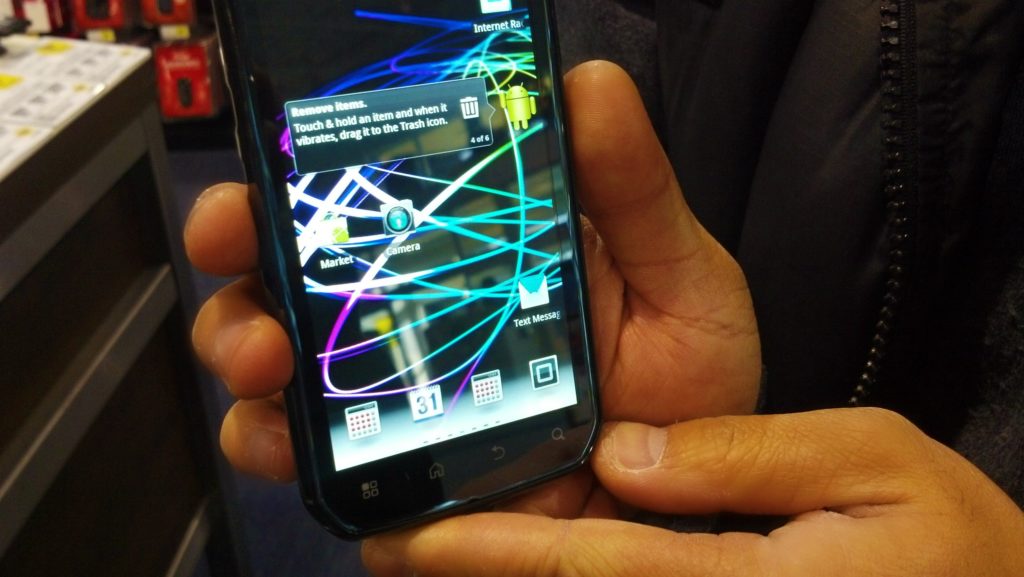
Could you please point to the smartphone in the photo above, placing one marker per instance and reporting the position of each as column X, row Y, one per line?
column 420, row 237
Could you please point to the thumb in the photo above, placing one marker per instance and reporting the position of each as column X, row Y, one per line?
column 779, row 464
column 630, row 194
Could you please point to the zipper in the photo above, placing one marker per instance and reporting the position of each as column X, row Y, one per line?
column 899, row 166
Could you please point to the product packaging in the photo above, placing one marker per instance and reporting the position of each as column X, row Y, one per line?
column 189, row 78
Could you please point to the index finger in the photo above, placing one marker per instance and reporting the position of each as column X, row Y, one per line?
column 220, row 234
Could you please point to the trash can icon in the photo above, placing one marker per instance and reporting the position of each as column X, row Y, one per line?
column 470, row 108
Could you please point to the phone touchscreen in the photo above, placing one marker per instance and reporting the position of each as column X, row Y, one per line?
column 419, row 146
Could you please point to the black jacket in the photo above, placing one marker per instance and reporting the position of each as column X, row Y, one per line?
column 843, row 150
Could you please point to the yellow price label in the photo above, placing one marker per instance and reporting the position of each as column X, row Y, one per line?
column 102, row 35
column 6, row 81
column 54, row 47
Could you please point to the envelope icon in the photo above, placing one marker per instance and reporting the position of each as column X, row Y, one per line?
column 534, row 292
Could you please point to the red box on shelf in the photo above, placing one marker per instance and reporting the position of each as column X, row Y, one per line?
column 189, row 78
column 92, row 14
column 168, row 11
column 47, row 16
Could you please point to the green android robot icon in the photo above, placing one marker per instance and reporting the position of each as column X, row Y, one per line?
column 519, row 106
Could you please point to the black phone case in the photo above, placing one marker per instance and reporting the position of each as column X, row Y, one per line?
column 274, row 269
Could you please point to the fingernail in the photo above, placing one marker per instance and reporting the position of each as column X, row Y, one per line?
column 207, row 195
column 262, row 446
column 638, row 447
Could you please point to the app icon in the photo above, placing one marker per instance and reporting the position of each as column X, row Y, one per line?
column 519, row 106
column 371, row 490
column 487, row 388
column 534, row 292
column 495, row 6
column 363, row 421
column 333, row 231
column 398, row 218
column 426, row 403
column 544, row 372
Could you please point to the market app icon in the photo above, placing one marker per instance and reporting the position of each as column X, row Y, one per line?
column 333, row 231
column 487, row 388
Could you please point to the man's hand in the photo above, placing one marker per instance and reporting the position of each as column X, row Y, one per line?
column 869, row 496
column 674, row 326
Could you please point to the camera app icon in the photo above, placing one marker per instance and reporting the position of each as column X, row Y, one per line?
column 399, row 218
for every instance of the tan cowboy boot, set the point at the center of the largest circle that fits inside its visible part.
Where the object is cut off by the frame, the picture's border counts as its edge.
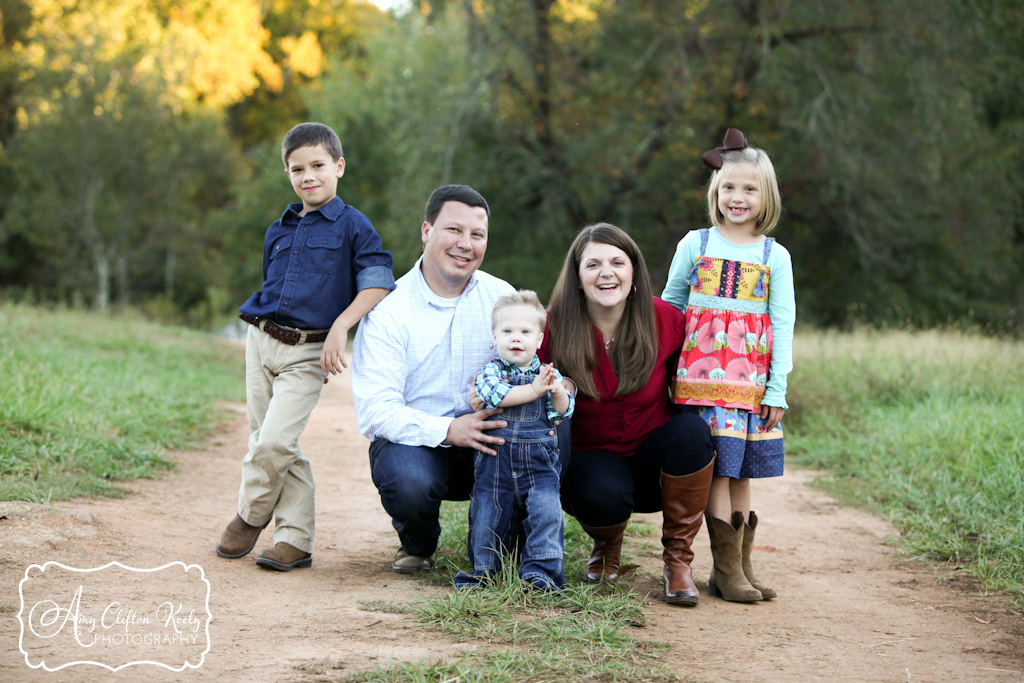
(239, 538)
(683, 500)
(727, 579)
(604, 559)
(767, 593)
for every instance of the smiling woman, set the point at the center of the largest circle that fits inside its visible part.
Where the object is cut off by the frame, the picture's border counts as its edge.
(632, 450)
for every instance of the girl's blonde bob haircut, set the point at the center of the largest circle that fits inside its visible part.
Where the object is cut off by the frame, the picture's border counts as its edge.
(771, 201)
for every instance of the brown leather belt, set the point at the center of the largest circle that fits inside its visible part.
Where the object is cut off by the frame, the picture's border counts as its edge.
(285, 335)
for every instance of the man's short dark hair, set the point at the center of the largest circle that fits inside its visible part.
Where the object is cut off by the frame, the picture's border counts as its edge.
(308, 135)
(463, 194)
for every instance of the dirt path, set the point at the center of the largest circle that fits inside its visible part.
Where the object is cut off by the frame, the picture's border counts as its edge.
(849, 608)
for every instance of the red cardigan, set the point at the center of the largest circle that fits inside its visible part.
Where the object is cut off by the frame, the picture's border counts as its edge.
(620, 424)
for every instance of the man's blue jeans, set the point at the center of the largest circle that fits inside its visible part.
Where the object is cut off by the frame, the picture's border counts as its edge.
(414, 479)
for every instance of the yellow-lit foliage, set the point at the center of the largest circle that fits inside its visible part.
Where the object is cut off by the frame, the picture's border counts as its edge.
(303, 54)
(208, 51)
(573, 11)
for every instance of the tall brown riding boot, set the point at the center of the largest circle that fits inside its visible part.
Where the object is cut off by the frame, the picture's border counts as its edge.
(683, 500)
(767, 593)
(603, 564)
(727, 579)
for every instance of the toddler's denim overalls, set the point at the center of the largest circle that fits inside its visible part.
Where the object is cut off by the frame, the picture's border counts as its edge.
(519, 484)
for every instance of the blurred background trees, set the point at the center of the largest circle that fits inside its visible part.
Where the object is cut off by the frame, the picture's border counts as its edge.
(139, 139)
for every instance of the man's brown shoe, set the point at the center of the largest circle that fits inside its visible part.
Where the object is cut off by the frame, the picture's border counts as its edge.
(239, 539)
(284, 557)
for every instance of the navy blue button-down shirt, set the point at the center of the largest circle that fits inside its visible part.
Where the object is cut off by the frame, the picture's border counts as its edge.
(314, 265)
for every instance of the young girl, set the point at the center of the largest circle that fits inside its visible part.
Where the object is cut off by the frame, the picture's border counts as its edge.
(735, 286)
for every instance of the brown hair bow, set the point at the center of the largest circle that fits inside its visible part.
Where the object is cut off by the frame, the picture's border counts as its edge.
(734, 139)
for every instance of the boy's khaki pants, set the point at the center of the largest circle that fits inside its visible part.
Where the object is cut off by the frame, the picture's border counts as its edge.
(283, 385)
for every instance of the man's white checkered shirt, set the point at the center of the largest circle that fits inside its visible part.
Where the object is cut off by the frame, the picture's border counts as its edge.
(415, 356)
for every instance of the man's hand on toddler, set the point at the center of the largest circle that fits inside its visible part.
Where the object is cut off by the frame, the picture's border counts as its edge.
(333, 356)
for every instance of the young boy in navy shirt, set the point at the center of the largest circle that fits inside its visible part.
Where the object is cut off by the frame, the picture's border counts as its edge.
(324, 267)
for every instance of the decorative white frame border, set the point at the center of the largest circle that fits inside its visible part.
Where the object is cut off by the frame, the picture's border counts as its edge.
(42, 568)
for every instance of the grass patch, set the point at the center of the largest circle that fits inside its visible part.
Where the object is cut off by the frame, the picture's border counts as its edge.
(587, 633)
(90, 399)
(382, 606)
(322, 666)
(925, 428)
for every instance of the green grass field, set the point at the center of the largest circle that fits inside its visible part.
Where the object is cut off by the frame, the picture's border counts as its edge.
(91, 400)
(926, 429)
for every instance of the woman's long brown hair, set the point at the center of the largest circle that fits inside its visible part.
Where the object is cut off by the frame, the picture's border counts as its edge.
(570, 328)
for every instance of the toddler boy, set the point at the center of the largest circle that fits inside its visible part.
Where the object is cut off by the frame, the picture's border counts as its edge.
(324, 267)
(521, 481)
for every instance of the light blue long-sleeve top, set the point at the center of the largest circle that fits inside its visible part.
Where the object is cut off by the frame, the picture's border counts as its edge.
(781, 301)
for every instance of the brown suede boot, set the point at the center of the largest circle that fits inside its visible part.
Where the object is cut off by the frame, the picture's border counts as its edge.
(767, 593)
(604, 559)
(239, 538)
(683, 500)
(727, 579)
(284, 557)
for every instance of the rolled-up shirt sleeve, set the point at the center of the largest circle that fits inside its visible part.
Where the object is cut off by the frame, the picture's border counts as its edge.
(372, 263)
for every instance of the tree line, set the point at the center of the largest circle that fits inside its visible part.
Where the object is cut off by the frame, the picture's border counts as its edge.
(140, 138)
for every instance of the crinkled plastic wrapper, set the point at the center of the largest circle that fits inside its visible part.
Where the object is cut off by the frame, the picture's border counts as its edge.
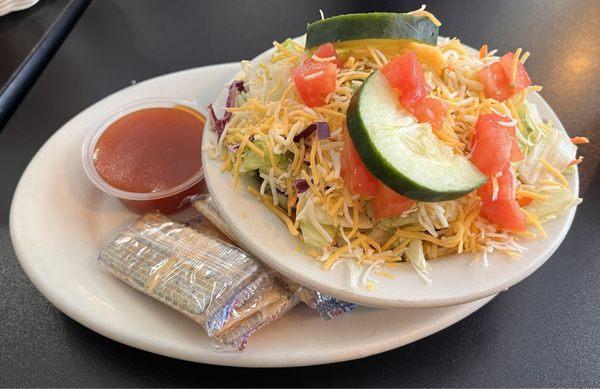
(209, 280)
(328, 307)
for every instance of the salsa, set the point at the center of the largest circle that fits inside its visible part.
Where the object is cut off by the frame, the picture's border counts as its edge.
(151, 151)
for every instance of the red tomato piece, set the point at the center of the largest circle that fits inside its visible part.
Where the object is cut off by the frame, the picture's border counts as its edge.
(314, 81)
(430, 111)
(523, 201)
(327, 51)
(356, 176)
(504, 210)
(493, 144)
(496, 78)
(522, 79)
(388, 203)
(405, 74)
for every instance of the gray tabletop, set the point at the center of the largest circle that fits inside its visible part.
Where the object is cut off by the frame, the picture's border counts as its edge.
(542, 332)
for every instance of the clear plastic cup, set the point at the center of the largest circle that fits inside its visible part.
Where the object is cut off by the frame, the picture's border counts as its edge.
(166, 201)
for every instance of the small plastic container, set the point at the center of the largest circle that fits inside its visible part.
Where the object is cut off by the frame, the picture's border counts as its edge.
(166, 201)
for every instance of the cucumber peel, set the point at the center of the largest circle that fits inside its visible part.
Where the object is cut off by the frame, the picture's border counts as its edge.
(403, 154)
(376, 25)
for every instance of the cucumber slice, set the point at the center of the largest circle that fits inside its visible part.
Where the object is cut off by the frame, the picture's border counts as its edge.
(377, 25)
(403, 154)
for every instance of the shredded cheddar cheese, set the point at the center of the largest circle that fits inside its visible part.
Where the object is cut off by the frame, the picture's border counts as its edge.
(301, 180)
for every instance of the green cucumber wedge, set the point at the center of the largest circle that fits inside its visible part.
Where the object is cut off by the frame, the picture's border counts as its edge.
(403, 154)
(377, 25)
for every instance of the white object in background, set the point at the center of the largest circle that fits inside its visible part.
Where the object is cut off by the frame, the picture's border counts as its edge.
(457, 279)
(59, 221)
(8, 6)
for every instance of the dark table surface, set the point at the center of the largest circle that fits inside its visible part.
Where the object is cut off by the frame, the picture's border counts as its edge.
(544, 331)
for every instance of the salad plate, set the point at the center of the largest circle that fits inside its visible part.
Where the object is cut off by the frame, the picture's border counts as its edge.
(59, 222)
(455, 279)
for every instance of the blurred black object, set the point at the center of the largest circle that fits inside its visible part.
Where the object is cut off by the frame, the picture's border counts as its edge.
(27, 74)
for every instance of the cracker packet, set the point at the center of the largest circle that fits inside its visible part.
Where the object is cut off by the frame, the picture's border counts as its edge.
(326, 306)
(192, 270)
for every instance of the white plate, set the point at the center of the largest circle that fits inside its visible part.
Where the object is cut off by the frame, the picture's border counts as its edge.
(59, 221)
(456, 279)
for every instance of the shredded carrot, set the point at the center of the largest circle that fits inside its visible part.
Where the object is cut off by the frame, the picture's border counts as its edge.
(576, 161)
(580, 140)
(483, 51)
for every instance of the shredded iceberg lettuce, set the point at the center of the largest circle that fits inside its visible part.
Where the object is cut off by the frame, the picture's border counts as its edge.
(414, 253)
(544, 142)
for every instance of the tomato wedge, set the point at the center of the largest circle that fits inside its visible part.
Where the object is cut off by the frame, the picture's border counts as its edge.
(388, 203)
(494, 144)
(504, 209)
(496, 78)
(522, 79)
(356, 176)
(314, 81)
(327, 51)
(405, 74)
(430, 111)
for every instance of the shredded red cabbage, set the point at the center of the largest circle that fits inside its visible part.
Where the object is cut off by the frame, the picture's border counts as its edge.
(219, 124)
(301, 186)
(323, 130)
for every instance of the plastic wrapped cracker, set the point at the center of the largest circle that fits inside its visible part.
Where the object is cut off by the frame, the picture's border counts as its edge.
(328, 307)
(209, 280)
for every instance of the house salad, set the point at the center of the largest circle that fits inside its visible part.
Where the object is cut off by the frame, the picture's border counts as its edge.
(378, 142)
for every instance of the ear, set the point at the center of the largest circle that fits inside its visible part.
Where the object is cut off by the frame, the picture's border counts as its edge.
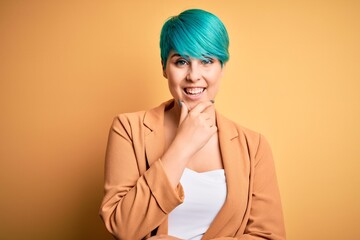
(223, 69)
(164, 72)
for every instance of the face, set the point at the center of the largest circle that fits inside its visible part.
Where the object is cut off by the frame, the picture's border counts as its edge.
(193, 80)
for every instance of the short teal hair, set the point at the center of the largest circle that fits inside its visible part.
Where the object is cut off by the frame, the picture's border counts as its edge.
(194, 33)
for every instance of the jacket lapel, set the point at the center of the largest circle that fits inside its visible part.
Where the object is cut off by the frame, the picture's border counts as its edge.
(237, 167)
(154, 133)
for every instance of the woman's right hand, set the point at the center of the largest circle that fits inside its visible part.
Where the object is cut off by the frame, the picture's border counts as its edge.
(196, 127)
(163, 237)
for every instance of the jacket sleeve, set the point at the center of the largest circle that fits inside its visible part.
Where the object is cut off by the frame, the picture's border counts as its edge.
(266, 217)
(134, 204)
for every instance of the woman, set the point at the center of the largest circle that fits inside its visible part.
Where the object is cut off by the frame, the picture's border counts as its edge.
(181, 170)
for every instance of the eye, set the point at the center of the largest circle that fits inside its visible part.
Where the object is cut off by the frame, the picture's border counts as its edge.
(181, 62)
(207, 61)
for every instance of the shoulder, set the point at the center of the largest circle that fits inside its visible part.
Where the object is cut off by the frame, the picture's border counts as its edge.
(252, 141)
(136, 121)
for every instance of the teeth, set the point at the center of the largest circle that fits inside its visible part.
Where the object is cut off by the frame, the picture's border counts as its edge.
(194, 91)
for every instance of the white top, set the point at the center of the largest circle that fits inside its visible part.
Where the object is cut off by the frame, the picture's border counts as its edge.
(205, 194)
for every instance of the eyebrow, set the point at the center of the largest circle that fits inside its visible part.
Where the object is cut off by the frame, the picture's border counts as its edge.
(175, 55)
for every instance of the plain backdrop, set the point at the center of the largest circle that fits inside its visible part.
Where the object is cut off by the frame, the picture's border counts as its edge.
(68, 67)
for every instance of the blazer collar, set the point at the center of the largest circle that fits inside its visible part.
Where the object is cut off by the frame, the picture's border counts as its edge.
(154, 132)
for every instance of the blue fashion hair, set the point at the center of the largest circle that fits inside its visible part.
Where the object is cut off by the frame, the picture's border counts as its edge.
(194, 33)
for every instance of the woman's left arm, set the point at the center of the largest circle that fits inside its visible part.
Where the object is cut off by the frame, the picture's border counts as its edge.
(266, 217)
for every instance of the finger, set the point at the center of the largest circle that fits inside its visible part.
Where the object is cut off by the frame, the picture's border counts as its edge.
(184, 111)
(201, 107)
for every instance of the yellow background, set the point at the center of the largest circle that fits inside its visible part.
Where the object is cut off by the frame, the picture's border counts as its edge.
(68, 67)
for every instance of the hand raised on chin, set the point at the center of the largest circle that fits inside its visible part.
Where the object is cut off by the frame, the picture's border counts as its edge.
(196, 127)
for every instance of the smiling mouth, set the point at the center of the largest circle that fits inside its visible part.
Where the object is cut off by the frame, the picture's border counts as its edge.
(194, 91)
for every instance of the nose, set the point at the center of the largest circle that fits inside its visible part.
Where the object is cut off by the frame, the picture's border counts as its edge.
(194, 73)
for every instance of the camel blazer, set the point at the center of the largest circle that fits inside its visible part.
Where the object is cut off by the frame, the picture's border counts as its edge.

-- -- --

- Exercise goal: Going back over the entries above, copy word for word every line from the one that has "for every instance of the short" on through the one that has "for every instance of the woman's right".

- Answer to this task:
for every instance of the short teal hair, set the point at the center of the largest circle that fits inside its visible part.
Where the object is cut off by the frame, the picture's border counts as its edge.
(194, 33)
for every instance of the jacket lapel, set the point at the center of the largest circle that fits inside its visible part.
Where the object is cut off by the frame, the picture's border counts as its edge.
(237, 167)
(154, 133)
for every instance of the woman's right hand, set the point at the center of the largest circle that fits inside its visible part.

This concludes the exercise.